EXERCISE DESCRIPTION:
Put each line of the records below into a JSON list of strings, with one string per line. Skip blank lines and leave the pictures out.
## BEGIN STORED ROWS
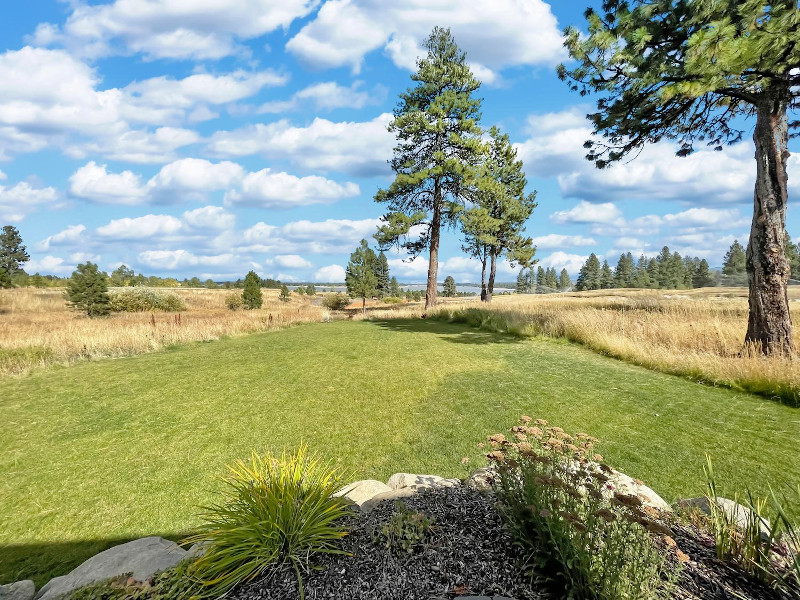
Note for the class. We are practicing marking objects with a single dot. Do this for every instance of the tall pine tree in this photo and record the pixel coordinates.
(360, 274)
(691, 71)
(494, 225)
(436, 124)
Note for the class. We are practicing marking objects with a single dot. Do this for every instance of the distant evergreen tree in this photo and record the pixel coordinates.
(624, 272)
(564, 282)
(382, 275)
(641, 278)
(589, 275)
(394, 288)
(449, 290)
(88, 291)
(606, 276)
(251, 294)
(702, 275)
(360, 274)
(540, 277)
(793, 254)
(735, 261)
(653, 273)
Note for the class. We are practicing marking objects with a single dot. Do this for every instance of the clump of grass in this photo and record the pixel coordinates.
(141, 299)
(580, 534)
(276, 511)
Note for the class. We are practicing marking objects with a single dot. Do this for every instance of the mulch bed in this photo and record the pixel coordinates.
(468, 553)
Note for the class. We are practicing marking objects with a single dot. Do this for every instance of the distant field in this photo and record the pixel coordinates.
(693, 333)
(38, 329)
(108, 450)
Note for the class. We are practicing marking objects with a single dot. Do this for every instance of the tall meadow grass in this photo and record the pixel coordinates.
(37, 328)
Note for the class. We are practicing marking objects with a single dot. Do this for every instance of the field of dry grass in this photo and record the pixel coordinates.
(693, 333)
(38, 329)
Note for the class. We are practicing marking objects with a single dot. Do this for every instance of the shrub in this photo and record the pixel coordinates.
(275, 511)
(581, 535)
(336, 301)
(141, 299)
(234, 301)
(405, 530)
(87, 290)
(251, 295)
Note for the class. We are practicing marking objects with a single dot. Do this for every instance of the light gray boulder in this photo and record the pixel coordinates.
(419, 482)
(21, 590)
(482, 479)
(735, 512)
(627, 485)
(361, 491)
(386, 496)
(141, 558)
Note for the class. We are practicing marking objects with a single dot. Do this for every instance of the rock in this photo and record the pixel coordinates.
(627, 485)
(419, 482)
(384, 496)
(21, 590)
(735, 512)
(481, 480)
(361, 491)
(141, 558)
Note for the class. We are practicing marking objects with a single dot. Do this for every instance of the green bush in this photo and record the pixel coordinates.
## END STORED ROWS
TASK RESPONSE:
[
  "Note for the class. We are practicing marking objects with a single dot. Do this for every instance of the tall pine tree in this photo and record the pixel coordinates.",
  "(360, 274)",
  "(691, 71)",
  "(494, 225)",
  "(436, 124)",
  "Note for the class. We are practicing marking objects with a single dot. Do this for every instance of the distant evergreen tree in this photo and record the pixel coordinates.",
  "(624, 272)",
  "(564, 282)",
  "(382, 275)",
  "(641, 278)",
  "(589, 275)",
  "(394, 288)",
  "(449, 290)",
  "(88, 291)",
  "(606, 276)",
  "(251, 294)",
  "(702, 275)",
  "(360, 274)",
  "(540, 277)",
  "(793, 254)",
  "(735, 261)",
  "(653, 273)",
  "Note for the class. We are practicing marking objects with a single dot. Do this for every instance of the clump of grass in this photo and record the pixel coordinates.",
  "(141, 299)",
  "(580, 534)",
  "(276, 511)",
  "Note for the class. We are practicing marking objects with a single dot. Do this for every instance of the mulch bed in this photo and record the pixel coordinates.",
  "(468, 553)",
  "Note for the class. We are practicing marking objects with a single dot. Do this for every instance of the distant field in this photo and record the pixel coordinates.",
  "(693, 333)",
  "(38, 329)",
  "(108, 450)",
  "Note for the class. We are practicing marking objects with a single dot. Do this for every instance of the tall meadow grass in this photo and record the pixel coordinates.",
  "(37, 328)",
  "Note for the class. We are practicing marking objects with a single dot. Do this for every instance of the field of dry grass in this photo and record the pixel coordinates.",
  "(693, 333)",
  "(38, 329)",
  "Note for the class. We are practicing marking objects with a single dot. Do this for every instance of the shrub in this photo and record the pixel coordinates.",
  "(275, 511)",
  "(581, 535)",
  "(336, 301)",
  "(141, 299)",
  "(234, 301)",
  "(405, 530)",
  "(87, 290)",
  "(251, 295)",
  "Note for the class. We are practicing marking objects with a single dot. Do this for every instance of the light gray boulder in this photo and record the pixel coordinates.",
  "(419, 482)",
  "(21, 590)",
  "(482, 479)",
  "(735, 512)",
  "(627, 485)",
  "(361, 491)",
  "(386, 496)",
  "(141, 558)",
  "Note for the class. We are practicing marking objects with a single dot. Do this for every instance of the rock in this photo and record the pixel coordinates.",
  "(627, 485)",
  "(419, 482)",
  "(384, 496)",
  "(21, 590)",
  "(735, 512)",
  "(481, 480)",
  "(361, 491)",
  "(141, 558)",
  "Note for the class. We are practicing marking objects with a single dot. Do this for every instance of the green bush in this photo and record the pixel coordinates."
]